- YOUR GOAL
Copy the material from its start up to and including the line with "[146,2,160,264]", swapping "hanging lantern" for "ceiling lamp" and leaving everything else unchanged. Omit the pictures.

....................

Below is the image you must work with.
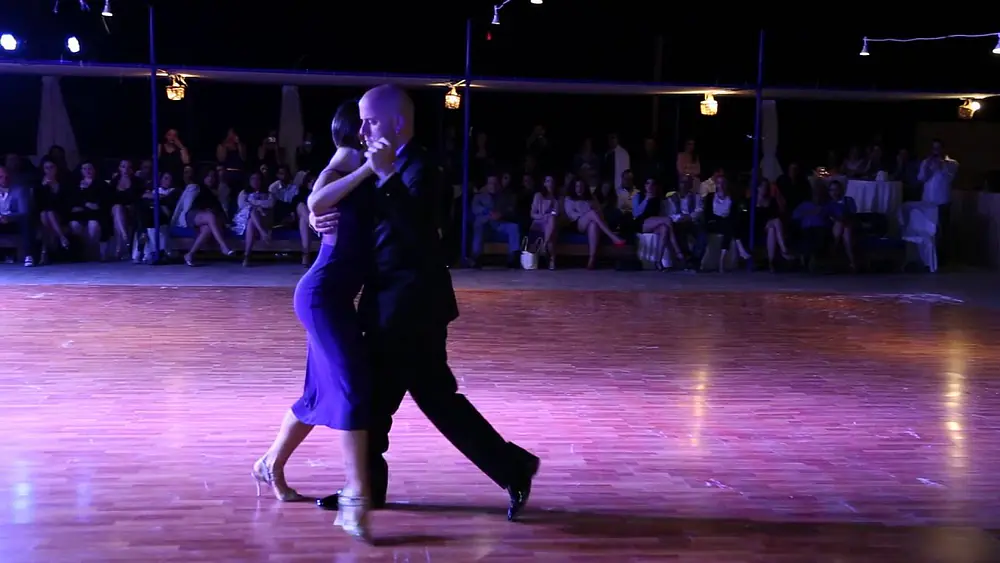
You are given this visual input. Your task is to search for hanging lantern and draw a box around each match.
[167,74,187,102]
[701,94,719,115]
[444,86,462,109]
[958,99,983,119]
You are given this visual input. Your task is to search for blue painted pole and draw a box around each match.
[747,28,764,272]
[461,18,472,266]
[146,2,160,264]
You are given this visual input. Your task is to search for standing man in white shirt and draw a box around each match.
[917,139,958,263]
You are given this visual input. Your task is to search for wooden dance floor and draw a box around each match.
[0,285,1000,563]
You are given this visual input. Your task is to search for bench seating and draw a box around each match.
[483,231,635,259]
[170,227,320,252]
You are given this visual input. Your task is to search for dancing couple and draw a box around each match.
[252,85,539,541]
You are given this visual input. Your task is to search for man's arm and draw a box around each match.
[379,153,441,240]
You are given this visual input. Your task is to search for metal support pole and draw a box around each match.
[146,2,161,264]
[747,28,764,272]
[461,18,472,266]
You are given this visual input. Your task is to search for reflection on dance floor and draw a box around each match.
[0,286,1000,563]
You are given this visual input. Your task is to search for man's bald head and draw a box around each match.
[358,84,414,147]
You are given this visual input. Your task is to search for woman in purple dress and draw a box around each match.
[252,102,374,539]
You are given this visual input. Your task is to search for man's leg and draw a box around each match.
[497,222,521,264]
[393,327,538,488]
[365,331,407,508]
[472,223,487,260]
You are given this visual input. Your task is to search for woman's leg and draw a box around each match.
[253,410,313,501]
[580,219,601,270]
[542,215,556,260]
[87,219,104,260]
[336,430,371,539]
[295,203,312,266]
[111,204,132,257]
[580,209,624,244]
[184,222,212,266]
[764,222,778,272]
[192,210,232,256]
[243,220,255,266]
[767,218,794,260]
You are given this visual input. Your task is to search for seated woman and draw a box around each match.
[755,178,794,272]
[69,162,111,262]
[704,174,750,272]
[35,157,72,264]
[268,164,312,266]
[233,172,274,266]
[632,178,684,270]
[826,182,858,271]
[529,175,561,270]
[594,182,627,232]
[108,160,143,260]
[184,168,234,266]
[132,172,180,264]
[792,182,839,266]
[563,179,625,270]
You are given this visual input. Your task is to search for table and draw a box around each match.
[847,180,903,218]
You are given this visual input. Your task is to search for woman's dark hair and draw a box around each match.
[330,100,361,150]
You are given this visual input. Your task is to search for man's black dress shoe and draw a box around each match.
[507,456,541,522]
[316,491,385,511]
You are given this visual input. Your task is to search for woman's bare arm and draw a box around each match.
[306,154,372,213]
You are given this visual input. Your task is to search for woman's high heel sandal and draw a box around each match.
[333,493,372,543]
[250,458,308,502]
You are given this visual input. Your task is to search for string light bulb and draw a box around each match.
[444,86,462,109]
[858,32,1000,57]
[700,94,719,116]
[167,74,187,102]
[958,99,983,119]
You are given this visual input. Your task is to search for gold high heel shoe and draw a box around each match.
[333,493,372,544]
[250,458,308,502]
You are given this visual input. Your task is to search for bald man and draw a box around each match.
[310,85,539,520]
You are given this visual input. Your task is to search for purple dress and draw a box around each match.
[292,177,374,430]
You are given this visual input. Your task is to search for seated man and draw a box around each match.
[667,177,708,269]
[826,181,858,270]
[472,176,521,267]
[792,183,831,264]
[0,166,35,267]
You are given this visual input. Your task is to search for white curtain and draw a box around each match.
[35,76,80,170]
[278,86,305,170]
[760,100,781,182]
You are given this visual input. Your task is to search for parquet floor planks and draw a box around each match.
[0,286,1000,563]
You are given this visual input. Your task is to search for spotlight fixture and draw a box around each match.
[958,99,983,119]
[0,33,17,51]
[444,86,462,109]
[167,74,187,102]
[699,94,719,116]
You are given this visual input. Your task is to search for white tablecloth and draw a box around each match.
[896,201,938,272]
[847,180,903,218]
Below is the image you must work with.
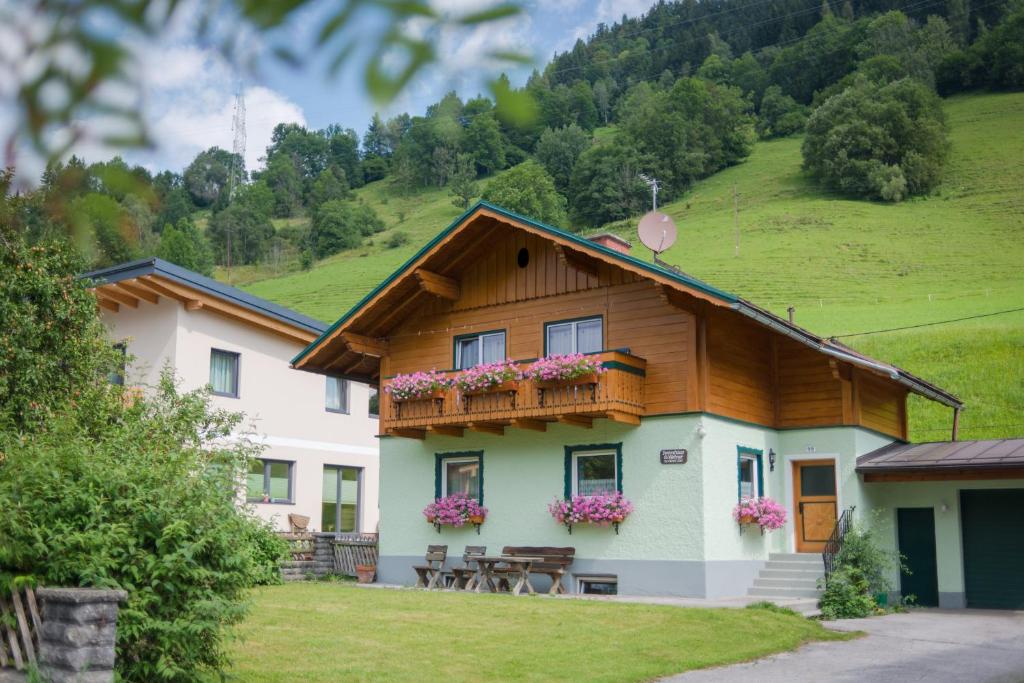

....................

- EXERCISE RESULT
Below is the image you must work with.
You are given this visual input. Your task is to search for ceiling lamp and draw a box around each match.
[167,74,187,102]
[701,94,719,115]
[444,86,462,109]
[958,99,983,119]
You are given this visual input. Your task is to search for blue painted pole and draw a box around each match.
[747,28,764,272]
[461,18,472,266]
[146,2,160,264]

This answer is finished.